** BEGIN PROVIDED MATERIAL **
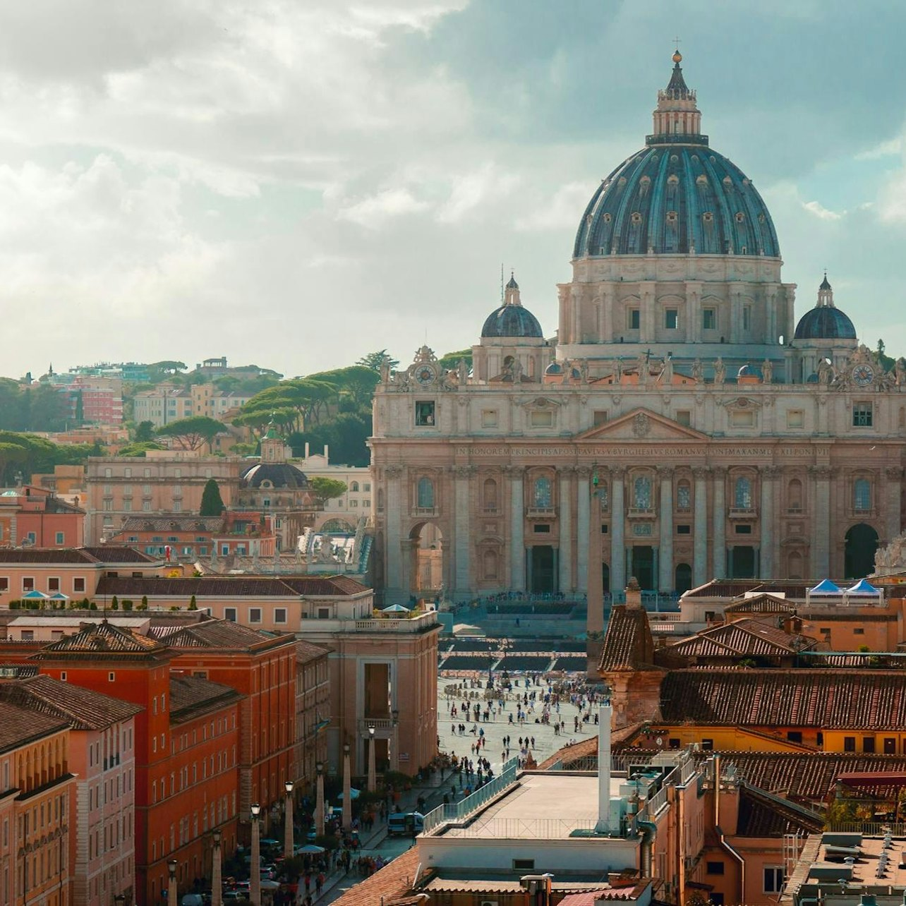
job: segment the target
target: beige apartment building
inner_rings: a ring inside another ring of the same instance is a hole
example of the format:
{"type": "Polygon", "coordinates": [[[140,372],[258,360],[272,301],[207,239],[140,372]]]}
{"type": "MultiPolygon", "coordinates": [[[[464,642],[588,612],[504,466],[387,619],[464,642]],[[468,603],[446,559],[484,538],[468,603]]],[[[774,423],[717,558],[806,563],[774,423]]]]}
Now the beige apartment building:
{"type": "Polygon", "coordinates": [[[600,622],[631,576],[861,577],[901,535],[906,360],[860,344],[826,275],[796,319],[770,213],[701,133],[680,61],[644,147],[577,212],[556,336],[511,279],[471,372],[425,346],[382,374],[388,602],[587,593],[600,622]]]}

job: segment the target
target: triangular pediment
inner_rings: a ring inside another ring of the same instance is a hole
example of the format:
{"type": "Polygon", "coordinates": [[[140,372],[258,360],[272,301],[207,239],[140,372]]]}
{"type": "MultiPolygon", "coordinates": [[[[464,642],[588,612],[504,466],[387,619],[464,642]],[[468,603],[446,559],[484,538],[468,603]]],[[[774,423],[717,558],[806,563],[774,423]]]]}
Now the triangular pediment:
{"type": "Polygon", "coordinates": [[[578,435],[581,440],[686,440],[707,441],[708,437],[701,431],[680,425],[672,419],[664,418],[648,409],[633,409],[625,415],[595,425],[578,435]]]}

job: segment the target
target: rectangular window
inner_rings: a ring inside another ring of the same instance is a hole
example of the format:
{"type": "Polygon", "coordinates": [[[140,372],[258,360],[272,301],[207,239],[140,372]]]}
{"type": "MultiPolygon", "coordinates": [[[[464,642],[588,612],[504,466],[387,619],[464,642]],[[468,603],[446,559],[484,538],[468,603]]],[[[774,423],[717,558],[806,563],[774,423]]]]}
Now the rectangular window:
{"type": "Polygon", "coordinates": [[[415,424],[418,428],[434,427],[433,400],[417,400],[415,401],[415,424]]]}
{"type": "Polygon", "coordinates": [[[873,420],[873,412],[870,402],[857,402],[853,406],[853,428],[871,428],[873,420]]]}
{"type": "Polygon", "coordinates": [[[779,865],[765,866],[765,892],[780,893],[784,889],[784,870],[779,865]]]}

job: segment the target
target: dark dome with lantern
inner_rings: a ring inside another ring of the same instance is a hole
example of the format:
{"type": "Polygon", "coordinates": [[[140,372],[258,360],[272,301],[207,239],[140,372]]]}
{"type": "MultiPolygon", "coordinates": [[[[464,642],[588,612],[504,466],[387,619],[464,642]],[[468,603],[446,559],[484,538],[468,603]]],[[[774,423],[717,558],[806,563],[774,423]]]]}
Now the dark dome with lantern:
{"type": "Polygon", "coordinates": [[[519,301],[519,284],[511,276],[504,293],[504,304],[491,312],[481,328],[482,339],[521,337],[544,339],[538,319],[519,301]]]}
{"type": "Polygon", "coordinates": [[[751,180],[708,147],[696,93],[674,53],[658,92],[654,133],[597,188],[576,234],[573,258],[610,255],[779,257],[774,223],[751,180]]]}

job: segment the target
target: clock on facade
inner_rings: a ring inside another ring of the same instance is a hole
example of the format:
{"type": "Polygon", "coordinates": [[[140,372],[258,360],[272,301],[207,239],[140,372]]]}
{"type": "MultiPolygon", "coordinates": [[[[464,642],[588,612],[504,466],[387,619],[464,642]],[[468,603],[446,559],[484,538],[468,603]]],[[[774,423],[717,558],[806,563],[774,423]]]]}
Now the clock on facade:
{"type": "Polygon", "coordinates": [[[419,384],[433,383],[436,376],[434,369],[430,365],[419,365],[415,370],[415,380],[419,384]]]}
{"type": "Polygon", "coordinates": [[[856,365],[853,369],[853,380],[860,387],[864,387],[874,380],[874,369],[871,365],[856,365]]]}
** END PROVIDED MATERIAL **
WRITTEN INSTRUCTION | Gather every line in the items above that contains the string "window". Copy each such line in full.

RESPONSE TO THIS EXERCISE |
target: rectangular window
Now the rectangular window:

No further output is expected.